| EXCERPT |
*** Block opens ***

Mike Melendez: Learning behavior skills
Four years ago, when Mike was nine, he sustained a brain injury in a car accident. Returning to school, he was enrolled in special education classes. Soon Mike started having behavior problems. His mom, Leilani, contacted Courage Center's Behavioral Health Program.

Behavior analyst Jennifer Kempenich and behavior professional Sara Nuahn are Mike's team at Courage Center. Together, they develop strategies to help Mike. "He's been making good strides toward better interactions with peers and better frustration tolerance," Leilani says. "He's taking more responsibility for his actions."

One successful strategy has been the use of logic, supported by rewards and consequences. "After the accident, we had to restrict Mike's actions for safety reasons," Leilani says. "We couldn't let him go skateboarding so he wouldn't fall and injure himself. Before, he would just get frustrated. But when we explained the reasons and followed up with a reward - encouraging him to play a video game - he could redirect his frustration to something positive."

Mike is now mainstreamed in three classes at school. "I keep telling him to think big," Leilani says. "I ask him, 'Do you like video games? Think about developing them, not just playing them. Think about college.' "

Mike is happy with his Courage Center experience. "The people there help me with a lot of stuff," he says. "Like how to be a better person and deal with what happened to me."

Mike Melendez

Lance Philipp
Lance Philipp: Dealing with limitations
For most of his 33 years, Lance Philipp has been involved with Courage Center. Born with cerebral palsy, he attended a preschool program at age 4. He has taken part in several sports programs: power soccer, wheelchair basketball, archery, downhill skiing, waterskiing, karate, and curling. He attended Courage Center Camps and used the Transitional Rehabilitation Program as he moved into adulthood.

Lance earned his college degree as a computer support specialist, then became proficient in speech-recognition software. He volunteers at Courage Center's Assistive Technology Lab, teaching these skills to others.

Meanwhile, finding employment that offers a livable salary and healthcare benefits has been elusive. "Medical Assistance, Supplemental Security Income, and the Community Alternatives for Disabled Individuals Waiver allow me to live as independently as I can," Lance says. "I am extremely thankful for these programs. However, the spend-down and payback requirements often act as disincentives to work. I'd much rather earn a living wage and cover my own expenses and needs."

*** Block closes ***

| STORED DATA |
*** Block opens ***

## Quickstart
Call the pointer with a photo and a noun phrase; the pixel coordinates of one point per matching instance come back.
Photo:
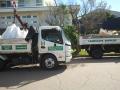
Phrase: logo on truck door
(55, 48)
(21, 47)
(6, 47)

*** Block closes ***

| QUESTIONS ON THE MATERIAL |
[1] Answer these questions from the Courage Center profiles.
(a) How old was Mike when he sustained his brain injury?
(b) Which two people make up Mike's team at Courage Center?
(c) What did Lance earn his college degree as?
[2] Decide whether each statement agrees with the Courage Center profiles. Answer yes or no, and quote the words that settle it.
(a) Mike now takes three mainstream classes at school.
(b) Lance began a preschool program at age 6.
(c) Lance is paid to work at Courage Center's Assistive Technology Lab.
[3] Continue the Courage Center profiles from the end of Lance's last statement.

| EXPECTED RESULTS |
[1]
(a) Nine.
(b) Behavior analyst Jennifer Kempenich and behavior professional Sara Nuahn.
(c) A computer support specialist.

[2]
(a) Yes: "Mike is now mainstreamed in three classes at school."
(b) No: "he attended a preschool program at age 4."
(c) No: "He volunteers at Courage Center's Assistive Technology Lab, teaching these skills to others."

[3]
Funding of fitness programs for people with disabilities has been greatly reduced in recent years. Lance used to work out at Courage Center three times a week. Cuts have reduced his fitness sessions to one a week and require out-of-pocket payments.

"I know my capabilities," Lance says. "And sometimes the limitations I deal with from the outside are greater than my own."

Zoe: A bright future
All seven-year-old Zoe wants to do is play with her friends - and walk. Cerebral palsy and seizures make walking a challenge for her, but she has been getting the help she needs from the start. When Zoe was just 20 months old, her parents, Stan and Jodi, took her to Courage Center for physical therapy. In time, Zoe was able to walk with a walker.

In 2010, the Greens came back to Courage Center for the Intensive Therapy program. "Our goal was to help Zoe gain enough core strength to stabilize her movements and allow her to walk with a smoother, more stabilized gait," Jodi says.

Zoe and her Intensive Therapy team worked three hours each day, five days a week, for three weeks. "Zoe learned to use walking sticks," her mom says proudly. "Now she's starting to practice walking with just one stick."

Improved ambulatory freedom - unassisted walking - is important to this little dynamo, who loves playing house, dolls, and school with her friends and has an active imagination. Thanks to therapy, Zoe's future looks bright. "Therapy has enabled Zoe to gain the strength she needs to participate in activities and lead a full life," Jodi says. "Down the road, I envision Zoe progressing, walking stably with a single walking stick, flourishing in all she does."